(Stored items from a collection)
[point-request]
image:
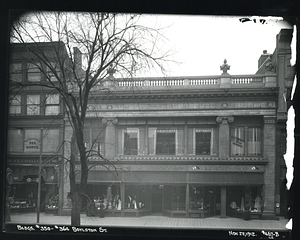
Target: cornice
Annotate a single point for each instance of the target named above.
(192, 94)
(183, 160)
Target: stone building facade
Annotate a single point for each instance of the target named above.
(192, 146)
(177, 146)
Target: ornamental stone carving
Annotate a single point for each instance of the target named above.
(230, 119)
(107, 121)
(225, 67)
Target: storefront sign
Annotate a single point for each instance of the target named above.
(193, 168)
(32, 145)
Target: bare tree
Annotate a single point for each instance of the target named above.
(108, 42)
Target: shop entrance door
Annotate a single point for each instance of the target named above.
(157, 200)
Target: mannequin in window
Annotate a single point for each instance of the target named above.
(257, 203)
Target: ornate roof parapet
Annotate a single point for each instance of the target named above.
(229, 119)
(225, 67)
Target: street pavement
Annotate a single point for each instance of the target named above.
(157, 222)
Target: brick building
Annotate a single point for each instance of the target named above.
(35, 116)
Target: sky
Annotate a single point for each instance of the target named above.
(201, 43)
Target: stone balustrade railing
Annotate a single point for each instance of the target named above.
(201, 82)
(222, 81)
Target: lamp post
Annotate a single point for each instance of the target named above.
(39, 180)
(9, 181)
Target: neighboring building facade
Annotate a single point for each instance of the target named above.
(32, 109)
(178, 146)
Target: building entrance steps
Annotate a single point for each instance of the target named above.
(156, 222)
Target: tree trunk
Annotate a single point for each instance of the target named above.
(75, 195)
(76, 207)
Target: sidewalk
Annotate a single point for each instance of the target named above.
(156, 222)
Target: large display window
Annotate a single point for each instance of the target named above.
(174, 197)
(137, 197)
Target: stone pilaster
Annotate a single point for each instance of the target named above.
(269, 177)
(110, 136)
(66, 204)
(224, 136)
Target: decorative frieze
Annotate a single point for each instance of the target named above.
(229, 119)
(182, 168)
(269, 119)
(106, 121)
(93, 108)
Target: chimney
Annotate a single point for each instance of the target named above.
(77, 58)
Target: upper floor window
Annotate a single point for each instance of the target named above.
(52, 106)
(15, 140)
(16, 72)
(52, 71)
(33, 104)
(245, 141)
(94, 139)
(201, 141)
(28, 140)
(15, 105)
(165, 141)
(34, 72)
(131, 141)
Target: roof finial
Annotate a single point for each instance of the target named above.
(225, 67)
(111, 71)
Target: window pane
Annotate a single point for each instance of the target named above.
(32, 140)
(34, 73)
(51, 140)
(52, 110)
(142, 147)
(254, 141)
(120, 141)
(15, 105)
(237, 141)
(165, 142)
(16, 72)
(52, 99)
(179, 142)
(33, 105)
(131, 141)
(191, 144)
(152, 141)
(203, 143)
(15, 140)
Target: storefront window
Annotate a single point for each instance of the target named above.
(105, 195)
(137, 197)
(245, 141)
(174, 197)
(244, 199)
(202, 198)
(15, 140)
(15, 105)
(98, 136)
(51, 141)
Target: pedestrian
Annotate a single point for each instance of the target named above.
(101, 211)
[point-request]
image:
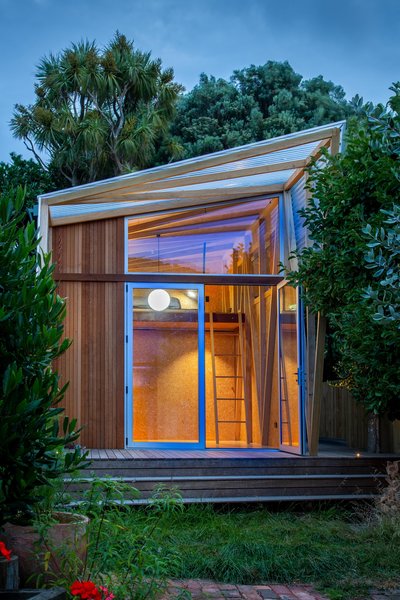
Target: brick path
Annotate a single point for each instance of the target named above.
(201, 589)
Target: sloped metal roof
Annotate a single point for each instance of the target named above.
(252, 170)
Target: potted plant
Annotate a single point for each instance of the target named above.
(34, 436)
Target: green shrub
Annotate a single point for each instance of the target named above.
(32, 449)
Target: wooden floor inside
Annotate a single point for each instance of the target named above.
(240, 475)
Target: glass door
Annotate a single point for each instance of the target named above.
(165, 366)
(291, 385)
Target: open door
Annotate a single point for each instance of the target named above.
(165, 366)
(291, 378)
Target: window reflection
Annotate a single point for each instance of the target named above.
(239, 238)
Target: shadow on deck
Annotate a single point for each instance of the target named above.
(241, 475)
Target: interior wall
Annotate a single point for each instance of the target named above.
(165, 385)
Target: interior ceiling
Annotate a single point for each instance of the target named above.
(268, 167)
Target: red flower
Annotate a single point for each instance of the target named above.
(106, 593)
(4, 551)
(85, 590)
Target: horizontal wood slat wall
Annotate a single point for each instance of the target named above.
(94, 364)
(342, 417)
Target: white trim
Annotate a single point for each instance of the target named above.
(164, 169)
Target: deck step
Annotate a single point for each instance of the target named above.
(241, 480)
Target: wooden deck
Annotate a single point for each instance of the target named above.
(241, 475)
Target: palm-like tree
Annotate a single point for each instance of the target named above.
(97, 113)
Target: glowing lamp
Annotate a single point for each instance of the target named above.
(158, 300)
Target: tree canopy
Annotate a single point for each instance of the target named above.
(97, 113)
(28, 174)
(258, 102)
(350, 272)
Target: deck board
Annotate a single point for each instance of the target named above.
(240, 475)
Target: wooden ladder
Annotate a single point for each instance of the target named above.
(238, 357)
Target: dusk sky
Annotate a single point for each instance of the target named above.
(354, 43)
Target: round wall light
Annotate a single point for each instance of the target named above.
(158, 299)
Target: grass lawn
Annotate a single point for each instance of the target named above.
(343, 553)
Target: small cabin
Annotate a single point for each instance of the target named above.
(186, 335)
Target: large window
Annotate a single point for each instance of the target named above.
(222, 239)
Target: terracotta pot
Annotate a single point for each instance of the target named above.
(38, 556)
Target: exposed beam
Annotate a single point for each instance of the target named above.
(299, 173)
(250, 280)
(315, 409)
(218, 176)
(176, 231)
(140, 208)
(199, 219)
(171, 170)
(227, 192)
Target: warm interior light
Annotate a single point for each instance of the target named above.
(159, 299)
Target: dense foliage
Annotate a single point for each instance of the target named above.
(384, 259)
(31, 316)
(29, 174)
(257, 102)
(97, 113)
(351, 192)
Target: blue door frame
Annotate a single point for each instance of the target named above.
(300, 375)
(129, 400)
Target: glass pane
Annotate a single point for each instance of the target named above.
(239, 238)
(290, 413)
(165, 365)
(241, 367)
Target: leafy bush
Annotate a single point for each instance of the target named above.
(32, 450)
(351, 192)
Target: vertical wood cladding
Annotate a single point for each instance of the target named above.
(96, 247)
(94, 363)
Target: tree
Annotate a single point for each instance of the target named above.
(215, 115)
(384, 259)
(31, 327)
(258, 102)
(97, 113)
(29, 174)
(351, 193)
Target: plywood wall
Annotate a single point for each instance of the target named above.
(94, 364)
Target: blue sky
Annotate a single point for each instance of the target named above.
(355, 43)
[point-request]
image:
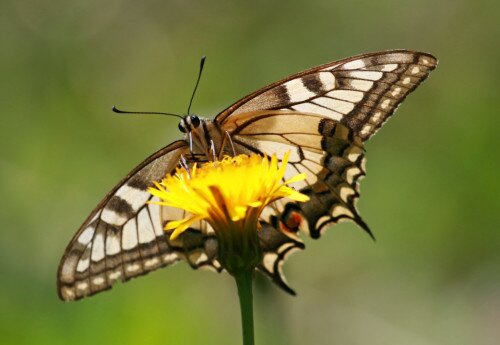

● Brief: Copy every line in the records above that contains the word "large".

● Output for this exercise:
Target: large display window
Target: large window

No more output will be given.